* **PROVIDED INFORMATION**
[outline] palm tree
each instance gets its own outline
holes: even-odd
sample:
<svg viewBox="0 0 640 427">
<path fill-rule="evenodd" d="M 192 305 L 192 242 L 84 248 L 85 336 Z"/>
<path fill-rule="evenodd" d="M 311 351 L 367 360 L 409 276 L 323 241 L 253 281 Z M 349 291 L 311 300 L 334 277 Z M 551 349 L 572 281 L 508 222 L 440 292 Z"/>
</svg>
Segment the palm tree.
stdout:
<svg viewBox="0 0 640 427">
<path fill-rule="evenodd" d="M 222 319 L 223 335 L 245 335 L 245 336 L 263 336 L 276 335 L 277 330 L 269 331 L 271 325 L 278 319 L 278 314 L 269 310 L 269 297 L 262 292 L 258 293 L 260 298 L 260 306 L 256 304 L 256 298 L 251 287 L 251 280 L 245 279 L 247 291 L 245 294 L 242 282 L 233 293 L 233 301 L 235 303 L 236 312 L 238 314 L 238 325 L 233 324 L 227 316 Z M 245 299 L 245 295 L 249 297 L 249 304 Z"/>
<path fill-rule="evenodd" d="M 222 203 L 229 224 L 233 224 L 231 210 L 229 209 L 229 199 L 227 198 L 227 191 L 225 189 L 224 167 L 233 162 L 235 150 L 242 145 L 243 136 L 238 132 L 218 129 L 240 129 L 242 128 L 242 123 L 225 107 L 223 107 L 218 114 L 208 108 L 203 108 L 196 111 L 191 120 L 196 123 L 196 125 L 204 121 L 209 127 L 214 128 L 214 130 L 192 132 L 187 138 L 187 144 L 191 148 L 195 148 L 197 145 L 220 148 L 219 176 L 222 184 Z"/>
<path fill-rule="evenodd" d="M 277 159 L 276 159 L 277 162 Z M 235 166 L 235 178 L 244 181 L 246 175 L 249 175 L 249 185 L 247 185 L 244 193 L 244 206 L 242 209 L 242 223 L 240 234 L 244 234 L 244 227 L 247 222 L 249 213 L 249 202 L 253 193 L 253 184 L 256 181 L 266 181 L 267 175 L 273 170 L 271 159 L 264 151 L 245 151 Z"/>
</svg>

* **EXERCISE AIM**
An exact, complete copy of the records is the expected answer.

* **FINISHED TASK**
[outline] palm tree
each instance gets its own outline
holes: even-odd
sample:
<svg viewBox="0 0 640 427">
<path fill-rule="evenodd" d="M 192 305 L 192 242 L 84 248 L 85 336 Z"/>
<path fill-rule="evenodd" d="M 311 351 L 367 360 L 409 276 L 323 241 L 253 281 Z M 349 291 L 311 300 L 334 277 Z M 551 349 L 572 281 L 508 222 L 440 292 Z"/>
</svg>
Segment the palm tree.
stdout:
<svg viewBox="0 0 640 427">
<path fill-rule="evenodd" d="M 222 319 L 223 335 L 245 335 L 245 336 L 263 336 L 276 335 L 277 330 L 269 331 L 271 325 L 278 319 L 278 314 L 269 310 L 269 297 L 262 292 L 258 293 L 260 298 L 260 306 L 256 304 L 256 298 L 251 287 L 251 280 L 245 279 L 247 291 L 245 294 L 242 282 L 233 293 L 233 301 L 235 303 L 236 312 L 238 314 L 238 325 L 233 324 L 227 316 Z M 245 299 L 245 295 L 249 297 L 249 304 Z"/>
<path fill-rule="evenodd" d="M 222 203 L 229 224 L 233 224 L 231 210 L 229 209 L 229 199 L 227 198 L 227 191 L 225 189 L 224 167 L 233 162 L 235 150 L 242 145 L 243 136 L 238 132 L 218 129 L 240 129 L 242 128 L 242 123 L 225 107 L 223 107 L 218 114 L 208 108 L 203 108 L 196 111 L 191 120 L 196 123 L 196 125 L 204 121 L 209 127 L 214 128 L 214 130 L 192 132 L 187 138 L 187 144 L 191 148 L 195 148 L 197 145 L 220 148 L 219 176 L 222 184 Z"/>
<path fill-rule="evenodd" d="M 277 159 L 276 159 L 277 162 Z M 235 166 L 235 178 L 244 181 L 246 175 L 249 175 L 249 185 L 247 185 L 244 193 L 244 206 L 242 209 L 242 223 L 240 234 L 244 234 L 244 227 L 247 222 L 249 213 L 249 202 L 253 193 L 253 184 L 256 181 L 266 181 L 267 175 L 273 170 L 271 159 L 264 151 L 245 151 Z"/>
</svg>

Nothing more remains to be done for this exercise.